> Requirement
Find the line that contains "box: [2, 469, 210, 485]" in the entries below. Write out that line and all that follow it, unchanged and alone.

> Stored items
==========

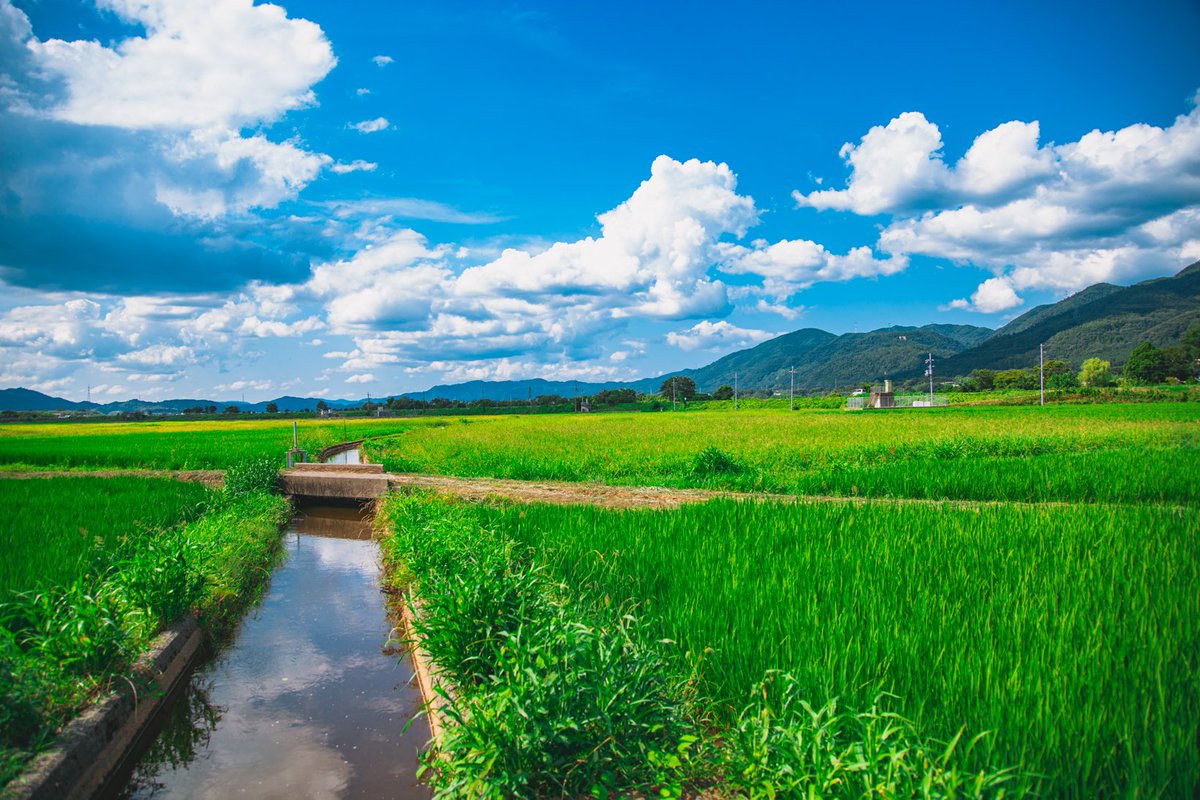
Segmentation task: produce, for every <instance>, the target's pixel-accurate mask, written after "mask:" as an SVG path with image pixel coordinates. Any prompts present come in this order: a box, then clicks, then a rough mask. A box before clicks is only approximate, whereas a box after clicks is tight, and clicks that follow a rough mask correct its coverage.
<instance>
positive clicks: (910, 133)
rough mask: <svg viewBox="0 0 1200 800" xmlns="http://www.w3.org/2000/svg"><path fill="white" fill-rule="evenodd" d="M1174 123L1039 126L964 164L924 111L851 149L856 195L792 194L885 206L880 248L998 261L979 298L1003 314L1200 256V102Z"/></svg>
mask: <svg viewBox="0 0 1200 800" xmlns="http://www.w3.org/2000/svg"><path fill="white" fill-rule="evenodd" d="M1194 106H1195V103H1193V109H1192V110H1190V112H1189V113H1188V114H1183V115H1180V116H1178V118H1176V120H1175V121H1174V124H1172V125H1170V126H1168V127H1165V128H1163V127H1157V126H1152V125H1144V124H1138V125H1130V126H1128V127H1124V128H1121V130H1118V131H1092V132H1091V133H1087V134H1086V136H1084V137H1081V138H1080V139H1079V140H1078V142H1069V143H1066V144H1061V145H1054V144H1050V145H1045V146H1039V144H1038V125H1037V122H1016V121H1014V122H1006V124H1003V125H1000V126H997V127H996V128H992V130H990V131H986V132H984V133H982V134H980V136H979V137H977V138H976V140H974V143H973V144H972V145H971V148H970V150H967V152H966V154H965V155H964V157H962V158H961V160H959V161H958V163H956V164H954V166H953V167H949V166H947V164H946V162H944V161H943V158H942V155H941V134H940V132H938V130H937V126H936V125H934V124H932V122H929V121H928V120H925V118H924V116H922V115H920V114H916V113H908V114H901V115H900V116H898V118H896V119H894V120H892V122H889V124H888V125H887V126H886V127H875V128H871V131H870V132H868V134H866V136H864V137H863V139H862V140H860V142H859V143H858V144H857V145H854V144H847V145H845V146H844V148H842V156H844V157H845V158H846V161H847V163H848V164H850V167H851V176H850V180H848V184H847V187H846V188H845V190H824V191H817V192H812V193H809V194H802V193H799V192H796V193H794V197H796V200H797V203H798V204H799V205H805V206H811V207H816V209H840V210H848V211H852V212H854V213H860V215H875V213H888V215H892V217H893V218H892V221H890V222H889V223H888V224H887V227H886V228H884V229H883V230H882V233H881V235H880V240H878V248H880V249H882V251H884V252H887V253H890V254H893V258H902V257H905V255H910V254H920V255H929V257H934V258H946V259H949V260H952V261H955V263H959V264H970V265H974V266H979V267H984V269H986V270H990V271H991V272H994V275H995V276H996V277H995V278H991V279H989V281H986V282H984V283H983V284H982V285H980V287H979V290H978V291H977V293H976V294H974V295H973V296H972V299H971V301H967V300H958V301H954V302H952V303H950V306H949V307H955V308H973V309H977V311H982V312H995V311H1002V309H1006V308H1010V307H1014V306H1016V305H1019V303H1020V302H1021V301H1020V299H1019V297H1018V295H1016V291H1018V290H1022V289H1051V290H1056V291H1061V293H1066V291H1073V290H1078V289H1081V288H1084V287H1086V285H1090V284H1092V283H1096V282H1099V281H1124V282H1127V281H1134V279H1139V278H1145V277H1151V276H1156V275H1166V273H1170V272H1174V271H1177V270H1178V269H1181V267H1182V266H1184V265H1186V264H1188V263H1189V261H1190V260H1193V259H1194V258H1195V255H1196V254H1200V110H1198V109H1196V108H1195V107H1194Z"/></svg>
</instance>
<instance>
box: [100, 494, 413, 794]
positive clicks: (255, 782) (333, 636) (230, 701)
mask: <svg viewBox="0 0 1200 800" xmlns="http://www.w3.org/2000/svg"><path fill="white" fill-rule="evenodd" d="M284 541H286V547H287V551H288V553H287V558H286V560H284V563H283V564H282V565H281V566H280V569H278V570H276V572H275V575H274V576H272V577H271V583H270V587H269V588H268V590H266V593H265V595H264V597H263V602H262V604H260V606H259V608H257V609H256V610H254V612H253V613H252V614H251V615H250V616H248V618H247V619H246V620H245V621H244V622H242V625H241V626H240V628H239V630H238V632H236V636H235V638H234V639H233V642H230V643H229V644H228V645H227V646H226V648H223V649H222V650H221V651H220V652H218V654H217V655H216V657H215V658H214V660H211V661H210V662H209V663H206V664H204V666H202V667H200V668H199V669H197V670H196V674H194V675H193V676H192V680H191V684H190V685H188V687H187V690H186V691H185V693H184V696H182V697H181V698H180V699H179V700H178V702H176V703H175V705H174V706H173V709H172V711H170V714H169V717H168V718H167V721H166V723H164V726H163V730H162V732H161V733H160V734H158V736H157V739H156V740H155V741H154V742H152V744H151V745H150V747H149V750H148V752H146V753H145V754H144V756H143V757H142V760H140V762H139V763H138V764H137V766H136V768H134V770H133V774H132V777H131V778H130V781H128V782H127V784H126V786H125V787H124V788H121V789H120V790H119V792H116V793H115V794H114V795H112V796H118V798H124V799H143V798H155V799H166V798H230V796H245V798H281V799H286V800H302V799H307V798H403V799H409V798H428V794H430V793H428V790H427V789H426V788H425V787H422V786H421V784H419V783H418V781H416V778H415V771H416V766H418V763H416V753H418V750H419V748H420V747H422V746H424V745H425V744H426V741H427V739H428V726H427V724H426V722H425V720H424V718H419V720H416V721H415V722H413V723H412V726H410V727H409V728H408V729H407V730H406V726H407V724H408V722H409V720H412V718H413V715H414V714H415V712H416V710H418V708H419V705H420V702H421V700H420V694H419V692H418V691H416V688H415V686H414V684H413V681H412V676H413V675H412V666H410V662H409V660H408V658H402V657H401V654H398V652H396V651H394V650H391V649H389V648H388V646H386V643H388V640H389V632H390V630H391V622H390V621H389V618H388V614H386V610H385V604H384V595H383V594H382V593H380V591H379V585H378V579H379V566H378V554H377V549H376V545H374V542H372V541H371V529H370V523H368V521H367V519H365V517H364V515H362V513H361V512H360V511H359V510H358V509H337V507H310V509H302V507H301V509H300V510H299V512H298V513H296V517H295V518H294V519H293V522H292V524H290V527H289V528H288V531H287V536H286V540H284Z"/></svg>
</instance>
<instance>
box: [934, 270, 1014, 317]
mask: <svg viewBox="0 0 1200 800" xmlns="http://www.w3.org/2000/svg"><path fill="white" fill-rule="evenodd" d="M1021 302H1022V300H1021V299H1020V297H1018V296H1016V291H1014V290H1013V282H1012V281H1009V279H1008V278H1003V277H1001V278H988V279H986V281H984V282H983V283H980V284H979V288H978V289H976V290H974V294H972V295H971V300H970V301H968V300H952V301H950V302H949V303H948V305H947V308H961V309H965V311H978V312H980V313H984V314H994V313H996V312H998V311H1007V309H1009V308H1013V307H1015V306H1020V305H1021Z"/></svg>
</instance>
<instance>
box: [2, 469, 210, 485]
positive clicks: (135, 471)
mask: <svg viewBox="0 0 1200 800" xmlns="http://www.w3.org/2000/svg"><path fill="white" fill-rule="evenodd" d="M47 477H170V479H174V480H176V481H188V482H192V483H204V485H205V486H209V487H211V488H218V487H221V486H222V485H224V470H220V469H88V470H71V469H59V470H53V469H48V470H36V471H35V470H17V469H13V470H5V469H0V481H2V480H44V479H47Z"/></svg>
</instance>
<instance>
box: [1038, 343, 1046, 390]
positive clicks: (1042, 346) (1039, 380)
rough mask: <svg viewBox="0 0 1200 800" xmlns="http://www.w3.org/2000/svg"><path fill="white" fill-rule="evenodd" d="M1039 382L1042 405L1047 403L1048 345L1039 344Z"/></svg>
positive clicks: (1038, 352)
mask: <svg viewBox="0 0 1200 800" xmlns="http://www.w3.org/2000/svg"><path fill="white" fill-rule="evenodd" d="M1038 383H1039V384H1040V391H1042V405H1045V404H1046V345H1045V344H1039V345H1038Z"/></svg>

==========

> Response area
box: [2, 469, 210, 485]
positive clicks: (135, 471)
mask: <svg viewBox="0 0 1200 800" xmlns="http://www.w3.org/2000/svg"><path fill="white" fill-rule="evenodd" d="M47 477H170V479H174V480H176V481H188V482H192V483H204V485H205V486H209V487H211V488H218V487H221V486H222V485H224V470H220V469H88V470H71V469H59V470H53V469H48V470H36V471H35V470H17V469H13V470H5V469H0V481H2V480H44V479H47Z"/></svg>
</instance>
<instance>
box: [1038, 343, 1046, 390]
positive clicks: (1042, 346) (1039, 380)
rough mask: <svg viewBox="0 0 1200 800" xmlns="http://www.w3.org/2000/svg"><path fill="white" fill-rule="evenodd" d="M1039 382L1042 405L1047 403L1048 345L1039 344Z"/></svg>
positive clicks: (1038, 352)
mask: <svg viewBox="0 0 1200 800" xmlns="http://www.w3.org/2000/svg"><path fill="white" fill-rule="evenodd" d="M1038 383H1039V384H1040V391H1042V405H1045V404H1046V345H1045V344H1039V345H1038Z"/></svg>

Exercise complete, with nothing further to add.